THE REQUEST>
Pick out each line in the entries below that contains the word "nike", and copy those lines.

Region labeling entries>

---+---

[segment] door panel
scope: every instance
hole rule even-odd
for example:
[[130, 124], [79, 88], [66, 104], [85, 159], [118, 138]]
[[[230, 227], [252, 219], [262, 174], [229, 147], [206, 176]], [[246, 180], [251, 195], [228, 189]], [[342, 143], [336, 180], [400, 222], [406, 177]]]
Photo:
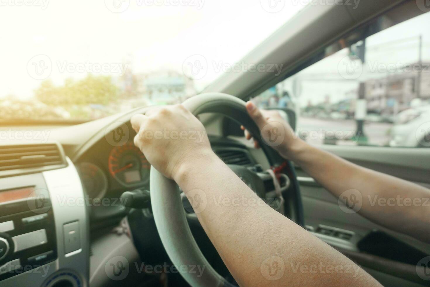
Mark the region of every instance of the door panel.
[[[319, 147], [362, 167], [430, 188], [430, 149], [329, 145]], [[430, 254], [430, 244], [389, 230], [358, 213], [344, 212], [339, 207], [337, 198], [299, 167], [296, 168], [308, 230], [364, 268], [385, 286], [417, 286], [418, 283], [429, 283], [418, 277], [415, 265], [421, 258]], [[376, 231], [383, 233], [375, 233]], [[385, 235], [384, 238], [386, 236], [392, 239], [387, 241], [386, 247], [390, 248], [391, 244], [396, 247], [390, 251], [395, 256], [396, 253], [400, 254], [408, 250], [408, 253], [416, 253], [417, 255], [412, 258], [418, 259], [412, 264], [414, 260], [410, 258], [402, 262], [400, 259], [376, 255], [374, 253], [378, 252], [378, 250], [363, 252], [368, 244], [363, 241], [370, 238], [366, 236], [371, 234], [373, 236], [372, 238], [378, 238], [382, 236], [381, 235]], [[359, 246], [360, 242], [365, 244]]]

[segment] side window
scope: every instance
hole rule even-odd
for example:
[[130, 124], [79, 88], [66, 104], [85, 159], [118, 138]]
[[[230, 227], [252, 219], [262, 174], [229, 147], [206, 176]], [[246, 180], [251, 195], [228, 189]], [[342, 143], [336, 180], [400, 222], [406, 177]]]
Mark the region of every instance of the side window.
[[266, 91], [313, 144], [430, 147], [430, 13], [344, 48]]

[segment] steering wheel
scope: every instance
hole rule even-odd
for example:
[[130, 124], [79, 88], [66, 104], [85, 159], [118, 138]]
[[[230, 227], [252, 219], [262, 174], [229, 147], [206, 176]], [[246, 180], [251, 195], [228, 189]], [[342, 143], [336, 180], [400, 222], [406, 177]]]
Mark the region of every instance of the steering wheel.
[[[194, 115], [203, 113], [217, 113], [230, 117], [243, 125], [261, 143], [270, 163], [279, 163], [280, 157], [271, 148], [261, 141], [260, 132], [250, 117], [245, 102], [232, 96], [220, 93], [208, 93], [196, 96], [185, 101], [183, 105]], [[277, 162], [276, 162], [277, 160]], [[280, 162], [283, 162], [282, 160]], [[289, 217], [303, 225], [303, 212], [298, 186], [294, 167], [289, 164], [292, 189], [289, 196]], [[178, 271], [190, 285], [200, 286], [231, 286], [210, 265], [196, 242], [187, 222], [180, 192], [176, 183], [165, 177], [151, 167], [150, 190], [151, 204], [154, 219], [161, 241], [173, 263], [179, 267], [190, 265], [205, 266], [203, 275]]]

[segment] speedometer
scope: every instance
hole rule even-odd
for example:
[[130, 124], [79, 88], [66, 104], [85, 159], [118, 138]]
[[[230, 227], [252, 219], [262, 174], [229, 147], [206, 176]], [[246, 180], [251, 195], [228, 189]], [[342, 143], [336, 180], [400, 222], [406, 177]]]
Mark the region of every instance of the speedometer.
[[89, 199], [103, 198], [108, 190], [108, 178], [103, 170], [93, 164], [82, 162], [78, 165], [77, 171]]
[[108, 165], [112, 177], [124, 186], [145, 185], [149, 182], [150, 165], [132, 142], [113, 148]]

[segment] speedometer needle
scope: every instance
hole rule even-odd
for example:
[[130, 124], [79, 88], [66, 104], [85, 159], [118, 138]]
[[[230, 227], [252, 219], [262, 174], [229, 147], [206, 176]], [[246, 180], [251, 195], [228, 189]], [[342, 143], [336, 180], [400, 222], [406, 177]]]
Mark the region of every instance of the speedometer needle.
[[124, 166], [124, 167], [121, 167], [121, 168], [120, 168], [119, 170], [115, 170], [115, 171], [114, 172], [114, 174], [116, 174], [117, 173], [120, 173], [121, 172], [123, 171], [123, 170], [128, 170], [128, 169], [130, 168], [130, 167], [133, 167], [133, 164], [130, 163], [129, 164], [127, 164], [127, 165]]

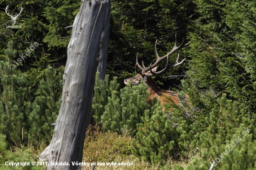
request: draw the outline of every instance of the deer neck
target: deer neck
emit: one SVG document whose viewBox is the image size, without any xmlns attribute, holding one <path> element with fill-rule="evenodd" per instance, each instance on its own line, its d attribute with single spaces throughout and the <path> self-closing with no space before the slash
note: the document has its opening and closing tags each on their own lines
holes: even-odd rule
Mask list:
<svg viewBox="0 0 256 170">
<path fill-rule="evenodd" d="M 149 95 L 156 93 L 158 96 L 161 95 L 161 90 L 156 85 L 151 77 L 147 77 L 146 84 L 148 86 L 148 91 L 149 92 Z"/>
</svg>

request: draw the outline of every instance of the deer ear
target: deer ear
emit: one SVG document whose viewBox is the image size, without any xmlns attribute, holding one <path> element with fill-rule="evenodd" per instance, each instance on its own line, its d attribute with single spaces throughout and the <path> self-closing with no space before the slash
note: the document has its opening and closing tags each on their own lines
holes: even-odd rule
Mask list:
<svg viewBox="0 0 256 170">
<path fill-rule="evenodd" d="M 155 67 L 154 67 L 152 69 L 152 72 L 156 72 L 156 69 L 157 69 L 157 66 L 156 66 Z M 149 70 L 149 71 L 148 71 L 147 72 L 146 72 L 146 73 L 151 73 L 151 72 L 150 72 L 150 71 Z"/>
</svg>

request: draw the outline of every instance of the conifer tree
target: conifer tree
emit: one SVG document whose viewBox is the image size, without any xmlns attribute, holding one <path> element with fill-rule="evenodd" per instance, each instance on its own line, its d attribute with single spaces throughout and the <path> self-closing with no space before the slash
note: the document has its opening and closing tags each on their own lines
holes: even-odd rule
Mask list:
<svg viewBox="0 0 256 170">
<path fill-rule="evenodd" d="M 49 143 L 53 133 L 54 124 L 58 116 L 61 101 L 64 67 L 57 69 L 49 66 L 45 69 L 36 94 L 38 95 L 26 113 L 29 122 L 31 142 Z"/>
<path fill-rule="evenodd" d="M 15 66 L 10 64 L 17 52 L 13 46 L 9 42 L 5 50 L 8 61 L 0 61 L 0 133 L 6 135 L 10 144 L 17 145 L 23 143 L 27 130 L 23 114 L 27 80 L 26 75 L 15 74 Z"/>
<path fill-rule="evenodd" d="M 160 101 L 156 98 L 153 100 L 155 104 L 154 108 L 151 111 L 146 110 L 141 117 L 143 122 L 137 124 L 132 152 L 141 160 L 162 163 L 168 156 L 176 156 L 178 136 L 176 128 L 162 111 Z"/>
<path fill-rule="evenodd" d="M 128 85 L 118 92 L 117 78 L 110 81 L 110 97 L 101 117 L 103 130 L 122 134 L 136 132 L 136 124 L 141 122 L 141 113 L 150 106 L 147 104 L 148 87 L 141 83 L 137 86 Z"/>
</svg>

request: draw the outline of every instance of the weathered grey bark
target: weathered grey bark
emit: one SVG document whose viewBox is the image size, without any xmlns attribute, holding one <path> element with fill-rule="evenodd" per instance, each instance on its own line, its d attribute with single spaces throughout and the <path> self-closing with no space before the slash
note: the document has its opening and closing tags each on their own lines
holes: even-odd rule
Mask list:
<svg viewBox="0 0 256 170">
<path fill-rule="evenodd" d="M 82 162 L 86 130 L 91 119 L 96 70 L 100 52 L 106 51 L 101 48 L 106 48 L 108 41 L 106 35 L 110 4 L 110 0 L 82 0 L 75 17 L 67 47 L 62 102 L 48 148 L 47 170 L 80 168 L 72 163 Z M 55 162 L 66 162 L 70 165 L 51 163 Z"/>
<path fill-rule="evenodd" d="M 100 78 L 104 80 L 106 75 L 107 69 L 107 59 L 108 58 L 108 39 L 109 37 L 109 21 L 108 22 L 108 25 L 105 27 L 102 32 L 101 39 L 100 51 L 100 58 L 99 65 L 97 68 L 97 72 L 100 72 Z"/>
</svg>

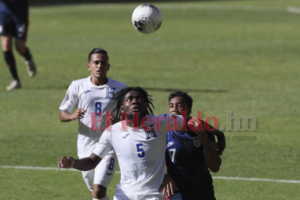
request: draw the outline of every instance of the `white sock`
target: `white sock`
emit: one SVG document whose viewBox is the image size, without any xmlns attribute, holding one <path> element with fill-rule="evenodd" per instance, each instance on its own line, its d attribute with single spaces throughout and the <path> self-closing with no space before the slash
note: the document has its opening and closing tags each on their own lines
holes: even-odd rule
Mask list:
<svg viewBox="0 0 300 200">
<path fill-rule="evenodd" d="M 105 196 L 104 198 L 92 198 L 92 200 L 110 200 L 110 198 L 108 196 L 106 195 L 106 196 Z"/>
</svg>

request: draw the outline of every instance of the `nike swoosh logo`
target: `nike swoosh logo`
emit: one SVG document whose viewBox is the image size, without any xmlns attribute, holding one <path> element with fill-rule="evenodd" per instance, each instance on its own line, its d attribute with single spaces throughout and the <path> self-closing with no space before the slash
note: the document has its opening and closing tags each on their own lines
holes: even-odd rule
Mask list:
<svg viewBox="0 0 300 200">
<path fill-rule="evenodd" d="M 168 144 L 166 144 L 166 146 L 168 146 L 168 146 L 172 146 L 172 145 L 174 144 L 174 142 L 169 142 Z"/>
</svg>

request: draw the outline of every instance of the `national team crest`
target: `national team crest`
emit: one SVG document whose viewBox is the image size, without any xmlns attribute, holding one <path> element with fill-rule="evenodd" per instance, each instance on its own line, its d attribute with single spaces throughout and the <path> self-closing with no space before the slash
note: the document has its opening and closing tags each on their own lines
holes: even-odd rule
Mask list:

---+---

EXERCISE RESPONSE>
request: draw the outline of every instance of the `nike swoosh logo`
target: `nike swoosh logo`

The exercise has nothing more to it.